* BEGIN Text passage *

Monitoring quarto-dev repositories: Creating a workflow with GitHub Actions for R users

GitHub Actions Series 2 - In this post, I will show how you can create a workflow to monitor repositories from the quarto-dev organization on GitHub!

Git
GitHub
GitHub Actions
Automations
RStudio
Autor

Beatriz Milz

Data de Publicação

10 de julho de 2022

Dica

Hi! Since I wrote this blogpost, I learned awesome new stuff. So I updated this post in september 2022, to document easier practises with Actions :) While I updated the post, I also renamed the directory 01-rscript to 01-monitoring-quarto-repos, but didn’t update the images :( So keep that in mind!

Hi!

This is the second blog post in the “GitHub Action” Series. We are two weeks from the start of RStudio Conference - rstudio::conf 2022, and this post series is complementary material for the lightning talk that I will present!

If you have not read the earlier post in this series yet, I recommend reading it before continuing on this post:

What we will talk about in this post

This post is a tutorial on how to use GitHub Actions with an R script, using GitHub on a browser :) We will write a GitHub Action workflow that runs an R script to collect data about the repositories in the quarto organizations and save the result into the GitHub repository.

Creating your first workflow

Create a GitHub account

To start using GitHub Actions, first, you need to have an account on GitHub. You can create a new account for free! You also can sign in to your existing account if you already have one.

Create a repository

GitHub Actions workflows work within a repository. So, the next step is to create one!

If you don’t know what a repository is, imagine having a directory on your computer, and you store files from a project in that directory. A repository is like that but in the cloud!

To create a repository, on the homepage of GitHub, click on the “+” icon in the top right corner and select New repository. Give your repository a name, then choose whether you want it to be public or private. Then click “Create repository”.

For this example, I created a repository called awesome-gha.

Create a README.md file

Now that we have a repository, we can start creating and adding files to it. There are multiple ways you can interact with GitHub: you can use Git on command line, or clone the repository to your machine and use the RStudio Git Pane, for example. For this post, I will use GitHub in the browser, so even if you are not used to using Git on your machine, it will be possible to follow along.

* END Text passage *

Given task 1: Echo everything in the GitHub Actions post from "Data de Publicação" down to "that in mind!", word for word.
Given task 2: Using the GitHub Actions post, state whether each of these statements agrees with it, answering yes or no and quoting the words that decide it: (a) The repository created for the example is called awesome-gha. (b) A new GitHub account has to be paid for. (c) The post works with GitHub through the RStudio Git Pane.

* BEGIN Data provided *

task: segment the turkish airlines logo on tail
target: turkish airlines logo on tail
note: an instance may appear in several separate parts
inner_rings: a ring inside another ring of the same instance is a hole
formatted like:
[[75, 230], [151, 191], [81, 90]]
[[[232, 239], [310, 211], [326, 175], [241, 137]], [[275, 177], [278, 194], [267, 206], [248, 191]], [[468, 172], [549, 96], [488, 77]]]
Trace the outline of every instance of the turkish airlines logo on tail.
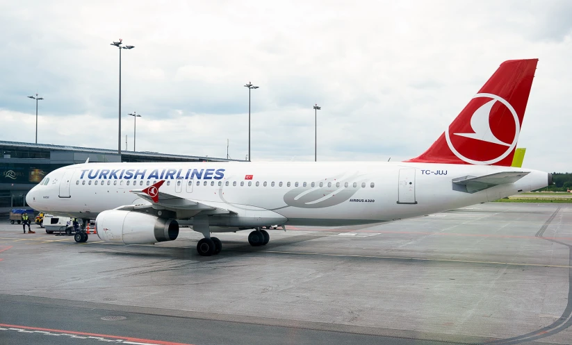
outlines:
[[496, 94], [477, 94], [463, 112], [468, 113], [461, 113], [464, 116], [459, 116], [445, 132], [447, 144], [457, 157], [470, 164], [490, 165], [513, 151], [521, 122], [509, 102]]
[[143, 190], [143, 193], [151, 196], [151, 199], [153, 200], [154, 203], [158, 203], [159, 201], [159, 188], [163, 183], [165, 183], [165, 180], [161, 180], [152, 186], [147, 187]]

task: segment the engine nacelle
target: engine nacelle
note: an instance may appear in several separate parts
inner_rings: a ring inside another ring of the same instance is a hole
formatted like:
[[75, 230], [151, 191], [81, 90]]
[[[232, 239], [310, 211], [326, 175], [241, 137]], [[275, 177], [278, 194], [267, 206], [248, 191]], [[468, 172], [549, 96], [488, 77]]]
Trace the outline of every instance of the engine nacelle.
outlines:
[[102, 241], [125, 244], [147, 244], [174, 241], [179, 223], [132, 211], [104, 211], [95, 219], [97, 236]]

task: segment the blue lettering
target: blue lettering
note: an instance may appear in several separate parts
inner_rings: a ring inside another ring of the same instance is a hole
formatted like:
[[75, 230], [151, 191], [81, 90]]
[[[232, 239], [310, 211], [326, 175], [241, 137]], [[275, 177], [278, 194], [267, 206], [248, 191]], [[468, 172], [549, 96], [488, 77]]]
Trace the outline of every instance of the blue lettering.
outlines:
[[139, 178], [145, 178], [145, 172], [147, 172], [147, 169], [143, 170], [142, 171], [140, 171], [139, 169], [137, 169], [137, 172], [135, 173], [135, 176], [133, 177], [133, 178], [137, 178], [137, 176], [141, 176]]
[[195, 169], [195, 170], [193, 171], [193, 173], [190, 174], [190, 178], [195, 178], [195, 177], [196, 176], [197, 178], [201, 178], [201, 176], [202, 176], [202, 172], [204, 171], [204, 169], [202, 169], [200, 172], [199, 172], [198, 170], [197, 170]]
[[97, 170], [96, 170], [95, 174], [94, 174], [92, 176], [91, 176], [92, 171], [93, 171], [93, 169], [90, 170], [90, 172], [88, 173], [88, 178], [89, 178], [90, 180], [96, 178], [97, 177], [97, 174], [99, 174], [99, 169], [98, 169]]
[[148, 178], [149, 179], [155, 178], [156, 180], [158, 180], [159, 179], [159, 169], [156, 169], [155, 170], [153, 170], [152, 171], [151, 171], [151, 174], [149, 175]]
[[220, 180], [224, 177], [224, 169], [219, 169], [215, 173], [215, 180]]
[[128, 169], [125, 171], [125, 176], [123, 176], [124, 178], [127, 180], [131, 179], [133, 177], [133, 172], [135, 169]]
[[109, 174], [109, 179], [111, 179], [111, 176], [113, 176], [113, 178], [117, 179], [117, 174], [119, 172], [119, 169], [114, 169], [111, 170], [111, 174]]
[[99, 173], [99, 178], [107, 178], [107, 174], [109, 174], [109, 170], [102, 169], [101, 172]]
[[[165, 174], [165, 179], [167, 180], [167, 178], [170, 178], [171, 180], [174, 179], [174, 173], [177, 172], [176, 169], [169, 169], [167, 170], [167, 174]], [[169, 177], [170, 176], [170, 177]]]
[[204, 172], [204, 176], [203, 176], [203, 178], [204, 178], [205, 180], [212, 180], [213, 174], [214, 173], [214, 169], [207, 169], [206, 171]]

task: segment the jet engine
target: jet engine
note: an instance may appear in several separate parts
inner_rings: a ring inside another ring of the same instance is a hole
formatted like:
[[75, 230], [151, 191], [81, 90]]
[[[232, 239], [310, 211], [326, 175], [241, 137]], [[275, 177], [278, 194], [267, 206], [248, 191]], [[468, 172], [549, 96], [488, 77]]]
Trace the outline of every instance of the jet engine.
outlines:
[[125, 244], [147, 244], [173, 241], [179, 223], [133, 211], [104, 211], [95, 219], [97, 236], [102, 241]]

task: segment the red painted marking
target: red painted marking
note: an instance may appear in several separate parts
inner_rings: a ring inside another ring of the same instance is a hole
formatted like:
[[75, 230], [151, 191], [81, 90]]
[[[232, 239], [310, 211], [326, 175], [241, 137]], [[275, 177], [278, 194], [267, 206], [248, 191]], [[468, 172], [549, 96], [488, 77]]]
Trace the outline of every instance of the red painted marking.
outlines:
[[0, 253], [2, 253], [4, 251], [7, 251], [7, 250], [10, 249], [10, 248], [12, 248], [12, 246], [8, 246], [4, 248], [3, 249], [0, 249]]
[[40, 327], [30, 327], [27, 326], [19, 326], [19, 325], [8, 325], [6, 323], [0, 323], [0, 327], [10, 327], [11, 328], [20, 328], [23, 330], [42, 330], [44, 332], [54, 332], [58, 333], [69, 333], [69, 334], [75, 334], [78, 335], [88, 335], [90, 337], [101, 337], [106, 338], [113, 338], [113, 339], [120, 339], [122, 340], [126, 340], [127, 342], [147, 342], [152, 344], [158, 344], [160, 345], [191, 345], [190, 344], [183, 344], [183, 343], [175, 343], [172, 342], [165, 342], [163, 340], [152, 340], [150, 339], [142, 339], [142, 338], [132, 338], [131, 337], [122, 337], [120, 335], [110, 335], [106, 334], [98, 334], [98, 333], [88, 333], [85, 332], [75, 332], [73, 330], [55, 330], [51, 328], [42, 328]]

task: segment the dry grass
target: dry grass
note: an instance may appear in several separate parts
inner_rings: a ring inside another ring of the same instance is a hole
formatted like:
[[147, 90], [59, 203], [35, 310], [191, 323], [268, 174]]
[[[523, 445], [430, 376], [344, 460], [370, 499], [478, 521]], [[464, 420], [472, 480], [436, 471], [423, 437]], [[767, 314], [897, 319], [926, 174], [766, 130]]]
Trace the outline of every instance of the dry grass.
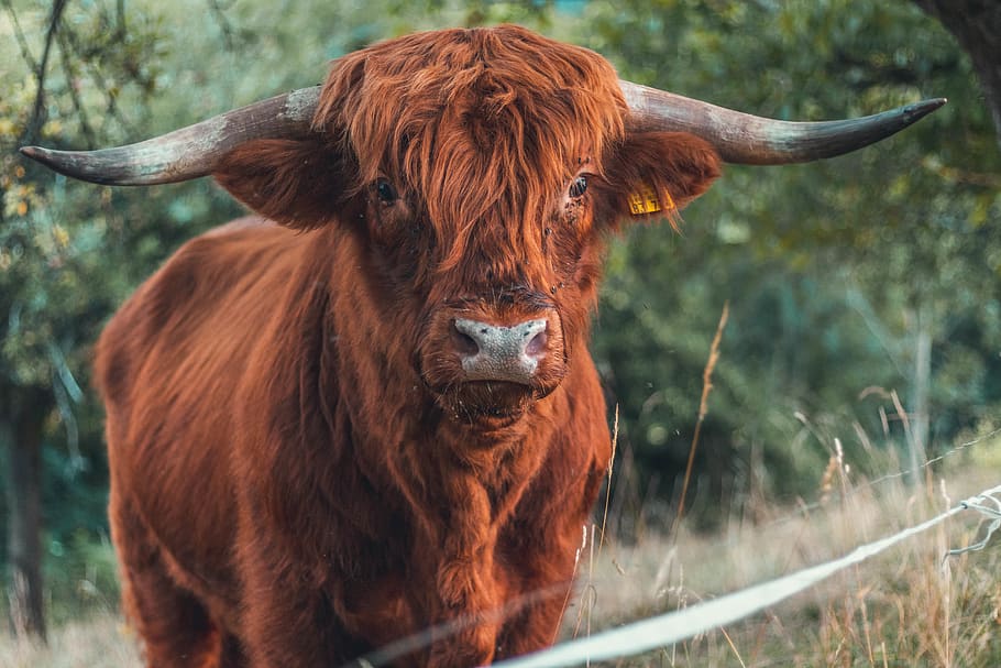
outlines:
[[[682, 527], [676, 540], [606, 546], [581, 569], [595, 574], [568, 616], [593, 629], [617, 626], [840, 557], [1001, 483], [999, 450], [983, 443], [961, 472], [923, 490], [900, 480], [853, 488], [837, 468], [834, 493], [810, 513], [790, 518], [790, 508], [762, 507], [757, 522], [734, 518], [718, 535]], [[943, 559], [976, 543], [983, 525], [960, 514], [755, 617], [607, 665], [1001, 666], [1001, 539]]]
[[121, 618], [111, 613], [52, 629], [47, 646], [0, 635], [3, 668], [135, 668], [139, 650]]
[[[835, 467], [827, 502], [809, 513], [762, 505], [746, 514], [755, 522], [735, 517], [715, 535], [692, 535], [682, 526], [676, 540], [651, 533], [634, 546], [607, 539], [603, 547], [586, 545], [564, 636], [683, 609], [827, 561], [1001, 482], [1001, 447], [978, 446], [972, 460], [964, 455], [961, 471], [923, 490], [900, 480], [853, 486]], [[974, 513], [960, 514], [752, 618], [606, 665], [1001, 666], [1001, 538], [943, 562], [947, 549], [976, 543], [983, 524]], [[667, 518], [664, 529], [669, 525]], [[0, 635], [0, 666], [140, 665], [133, 638], [111, 613], [51, 636], [48, 647], [38, 647]]]

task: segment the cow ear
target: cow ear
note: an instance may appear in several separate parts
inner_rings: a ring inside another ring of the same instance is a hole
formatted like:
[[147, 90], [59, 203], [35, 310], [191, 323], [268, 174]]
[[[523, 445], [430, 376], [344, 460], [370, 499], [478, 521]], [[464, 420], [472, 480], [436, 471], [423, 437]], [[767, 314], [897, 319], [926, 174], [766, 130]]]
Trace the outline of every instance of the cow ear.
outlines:
[[705, 193], [721, 161], [704, 140], [686, 132], [629, 132], [605, 168], [615, 219], [667, 218]]
[[254, 211], [297, 230], [320, 227], [343, 205], [343, 160], [319, 140], [262, 139], [224, 155], [216, 180]]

* END Data provided *

Complete response 1:
Data de Publicação

10 de julho de 2022

Dica

Hi! Since I wrote this blogpost, I learned awesome new stuff. So I updated this post in september 2022, to document easier practises with Actions :) While I updated the post, I also renamed the directory 01-rscript to 01-monitoring-quarto-repos, but didn’t update the images :( So keep that in mind!

Complete response 2:
(a) Yes: "For this example, I created a repository called awesome-gha."
(b) No: "You can create a new account for free!"
(c) No: "For this post, I will use GitHub in the browser"